- Exercise task: Retype every entry exactly, character for character.

[START OF Listing]

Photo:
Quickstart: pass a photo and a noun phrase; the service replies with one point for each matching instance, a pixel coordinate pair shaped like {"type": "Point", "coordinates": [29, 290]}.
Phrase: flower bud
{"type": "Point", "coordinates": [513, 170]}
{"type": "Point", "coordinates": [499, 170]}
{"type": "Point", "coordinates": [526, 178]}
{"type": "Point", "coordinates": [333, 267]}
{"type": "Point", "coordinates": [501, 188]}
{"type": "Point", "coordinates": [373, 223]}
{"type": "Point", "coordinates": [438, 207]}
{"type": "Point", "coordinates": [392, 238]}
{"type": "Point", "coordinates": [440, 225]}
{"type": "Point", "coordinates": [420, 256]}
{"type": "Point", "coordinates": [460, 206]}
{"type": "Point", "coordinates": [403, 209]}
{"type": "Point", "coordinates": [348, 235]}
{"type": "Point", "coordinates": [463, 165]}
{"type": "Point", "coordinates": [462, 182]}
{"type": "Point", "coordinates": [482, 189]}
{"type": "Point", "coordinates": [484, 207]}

[END OF Listing]

- Result below:
Photo:
Quickstart: pass a photo and a noun phrase; the service replies with one point for each matching instance, a pixel coordinate pair shaped like {"type": "Point", "coordinates": [29, 290]}.
Phrase: flower bud
{"type": "Point", "coordinates": [513, 170]}
{"type": "Point", "coordinates": [499, 170]}
{"type": "Point", "coordinates": [526, 178]}
{"type": "Point", "coordinates": [333, 267]}
{"type": "Point", "coordinates": [501, 188]}
{"type": "Point", "coordinates": [373, 223]}
{"type": "Point", "coordinates": [438, 207]}
{"type": "Point", "coordinates": [392, 238]}
{"type": "Point", "coordinates": [440, 225]}
{"type": "Point", "coordinates": [420, 256]}
{"type": "Point", "coordinates": [460, 206]}
{"type": "Point", "coordinates": [403, 209]}
{"type": "Point", "coordinates": [348, 235]}
{"type": "Point", "coordinates": [463, 165]}
{"type": "Point", "coordinates": [462, 182]}
{"type": "Point", "coordinates": [482, 189]}
{"type": "Point", "coordinates": [484, 207]}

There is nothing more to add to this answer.